===== Excerpted records

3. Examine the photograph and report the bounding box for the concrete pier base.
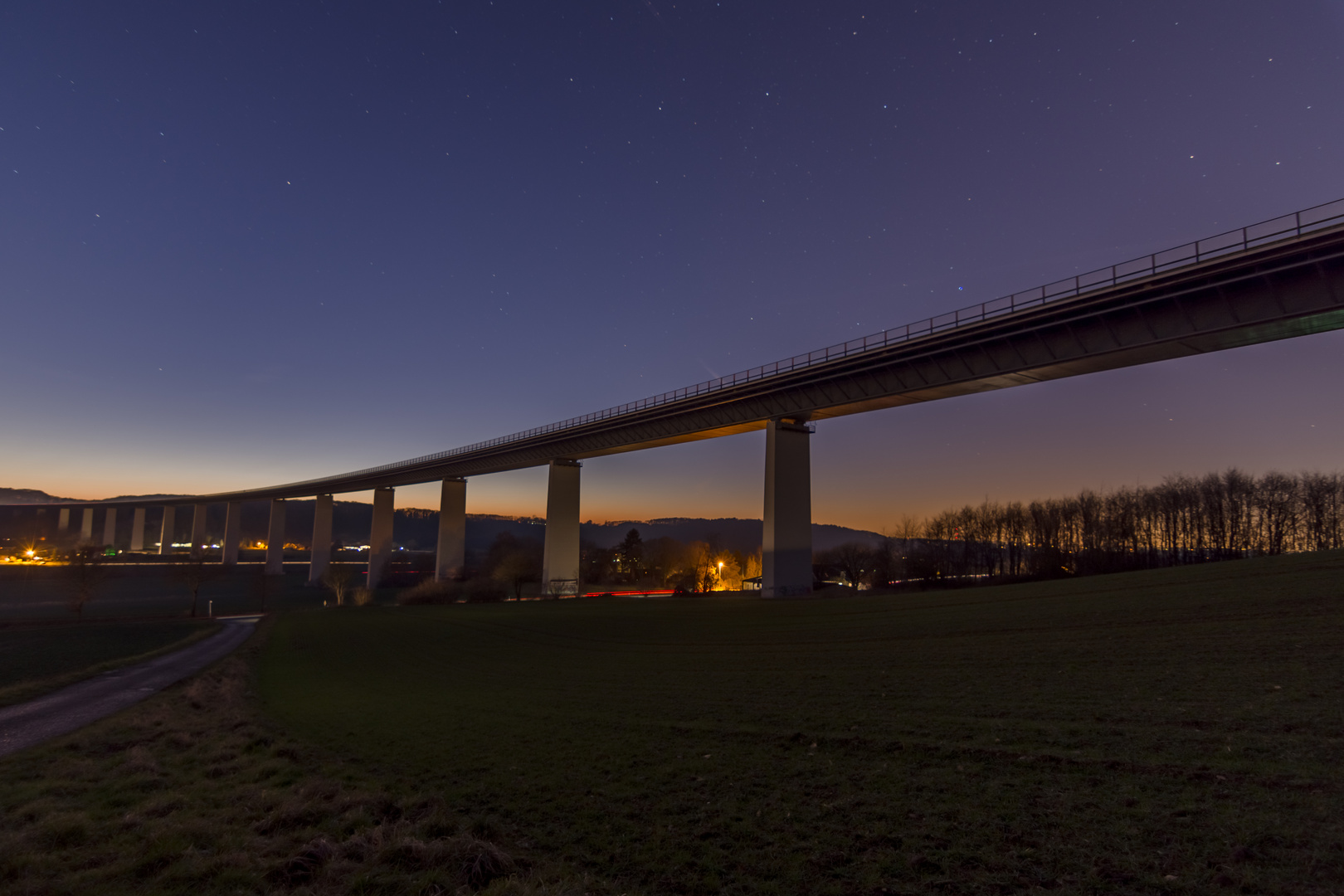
[219,501,243,567]
[191,504,208,558]
[130,508,145,551]
[761,421,811,598]
[542,460,581,595]
[266,499,285,575]
[158,504,178,556]
[308,494,332,584]
[102,508,117,548]
[434,480,466,582]
[367,488,395,590]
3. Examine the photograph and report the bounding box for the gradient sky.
[0,0,1344,529]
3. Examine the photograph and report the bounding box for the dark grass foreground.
[0,631,609,896]
[0,619,217,707]
[260,552,1344,894]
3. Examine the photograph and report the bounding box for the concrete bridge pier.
[219,501,243,567]
[158,504,178,556]
[130,508,145,551]
[308,494,332,584]
[761,421,811,598]
[434,480,466,582]
[368,488,395,591]
[102,508,117,548]
[191,504,208,558]
[266,499,285,575]
[542,460,582,594]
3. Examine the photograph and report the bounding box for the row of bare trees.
[819,469,1344,584]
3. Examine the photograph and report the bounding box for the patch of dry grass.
[0,629,615,896]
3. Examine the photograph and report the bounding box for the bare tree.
[66,544,111,622]
[323,564,355,607]
[173,555,223,619]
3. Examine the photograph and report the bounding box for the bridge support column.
[102,508,117,548]
[367,488,395,591]
[219,501,243,567]
[761,421,811,598]
[542,460,581,595]
[191,504,208,558]
[130,508,145,551]
[266,499,285,575]
[308,494,332,584]
[434,480,466,582]
[158,504,178,556]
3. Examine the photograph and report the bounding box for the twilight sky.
[0,0,1344,529]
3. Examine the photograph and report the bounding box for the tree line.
[817,469,1344,587]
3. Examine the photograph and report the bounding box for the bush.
[397,579,508,606]
[397,579,462,607]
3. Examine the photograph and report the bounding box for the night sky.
[0,0,1344,529]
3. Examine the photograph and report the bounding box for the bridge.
[16,199,1344,597]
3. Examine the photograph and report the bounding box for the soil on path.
[0,616,258,757]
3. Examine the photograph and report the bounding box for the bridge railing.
[338,199,1344,475]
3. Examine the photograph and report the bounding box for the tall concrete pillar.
[219,501,243,567]
[158,504,178,555]
[102,508,117,548]
[434,480,466,582]
[542,460,581,594]
[191,504,210,558]
[308,494,332,584]
[130,508,145,551]
[761,421,811,598]
[266,499,285,575]
[367,488,394,591]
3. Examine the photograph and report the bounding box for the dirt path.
[0,618,256,757]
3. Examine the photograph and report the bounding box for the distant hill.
[0,489,75,504]
[0,489,882,553]
[579,517,882,552]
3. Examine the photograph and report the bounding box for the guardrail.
[343,199,1344,478]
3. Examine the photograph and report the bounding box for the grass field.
[0,555,1344,896]
[260,553,1344,894]
[0,562,334,623]
[0,619,215,707]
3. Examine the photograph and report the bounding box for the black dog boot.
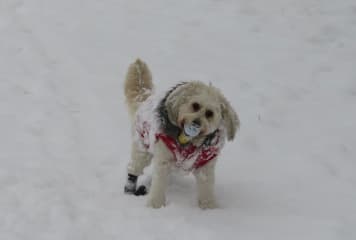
[124,174,137,194]
[135,185,148,196]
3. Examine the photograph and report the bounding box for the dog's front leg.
[194,159,217,209]
[147,141,173,208]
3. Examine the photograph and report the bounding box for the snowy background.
[0,0,356,240]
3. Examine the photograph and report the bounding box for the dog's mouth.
[178,119,207,139]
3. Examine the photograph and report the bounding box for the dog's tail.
[125,59,153,116]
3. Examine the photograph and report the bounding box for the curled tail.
[125,59,153,116]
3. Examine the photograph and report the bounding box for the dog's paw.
[198,199,218,209]
[147,197,166,208]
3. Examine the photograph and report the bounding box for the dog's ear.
[165,82,195,126]
[221,96,240,141]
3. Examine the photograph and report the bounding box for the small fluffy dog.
[125,59,240,209]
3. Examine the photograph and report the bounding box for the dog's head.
[165,81,240,142]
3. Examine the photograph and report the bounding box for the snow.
[0,0,356,240]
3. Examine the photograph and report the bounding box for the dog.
[124,59,240,209]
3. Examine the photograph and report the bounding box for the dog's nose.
[192,119,201,127]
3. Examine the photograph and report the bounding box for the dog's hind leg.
[124,142,152,195]
[194,159,217,209]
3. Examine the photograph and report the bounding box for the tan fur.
[125,59,240,209]
[124,59,153,117]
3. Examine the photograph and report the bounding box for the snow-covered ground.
[0,0,356,240]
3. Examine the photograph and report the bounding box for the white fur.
[125,60,239,209]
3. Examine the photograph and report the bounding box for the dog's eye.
[192,102,200,112]
[205,110,214,118]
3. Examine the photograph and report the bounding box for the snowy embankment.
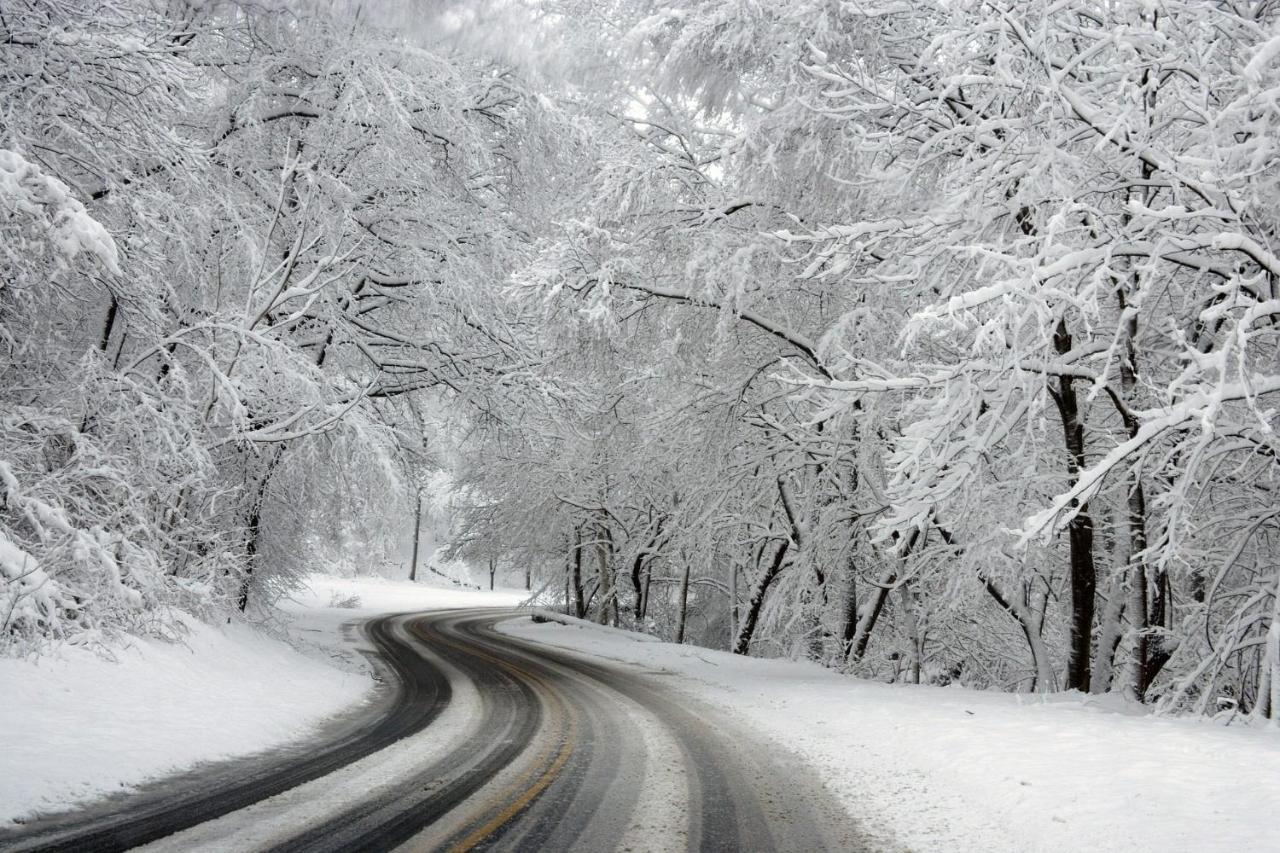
[0,576,524,825]
[502,616,1280,853]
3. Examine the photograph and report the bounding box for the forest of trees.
[0,0,1280,717]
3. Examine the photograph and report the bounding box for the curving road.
[0,610,863,853]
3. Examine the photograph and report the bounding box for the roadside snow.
[0,576,527,826]
[500,617,1280,853]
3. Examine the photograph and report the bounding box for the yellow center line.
[412,617,577,853]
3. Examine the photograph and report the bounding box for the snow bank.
[502,620,1280,853]
[0,607,372,821]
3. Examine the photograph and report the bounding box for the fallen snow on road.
[0,576,527,826]
[500,619,1280,853]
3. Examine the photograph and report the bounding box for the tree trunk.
[845,569,897,663]
[573,528,586,619]
[733,539,791,654]
[408,489,422,580]
[897,583,924,684]
[978,575,1053,693]
[1053,320,1097,693]
[676,557,689,644]
[728,562,737,649]
[236,444,284,613]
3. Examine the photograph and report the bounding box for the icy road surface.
[0,608,865,850]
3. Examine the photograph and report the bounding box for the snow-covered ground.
[0,576,525,825]
[502,619,1280,853]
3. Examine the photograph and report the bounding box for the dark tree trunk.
[676,557,689,644]
[408,489,422,580]
[572,528,586,619]
[1053,320,1097,693]
[733,539,791,654]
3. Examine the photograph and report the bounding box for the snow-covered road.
[0,578,1280,853]
[0,610,865,852]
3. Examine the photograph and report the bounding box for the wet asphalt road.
[0,610,864,853]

==========

*Your instructions:* Pick out every line of the data above that contains the string "pier". Case counts.

*Written solution:*
3. Examine the photograph and report the bounding box for the concrete pier base.
3. Examine the photograph and report the bounding box for the concrete bridge pier.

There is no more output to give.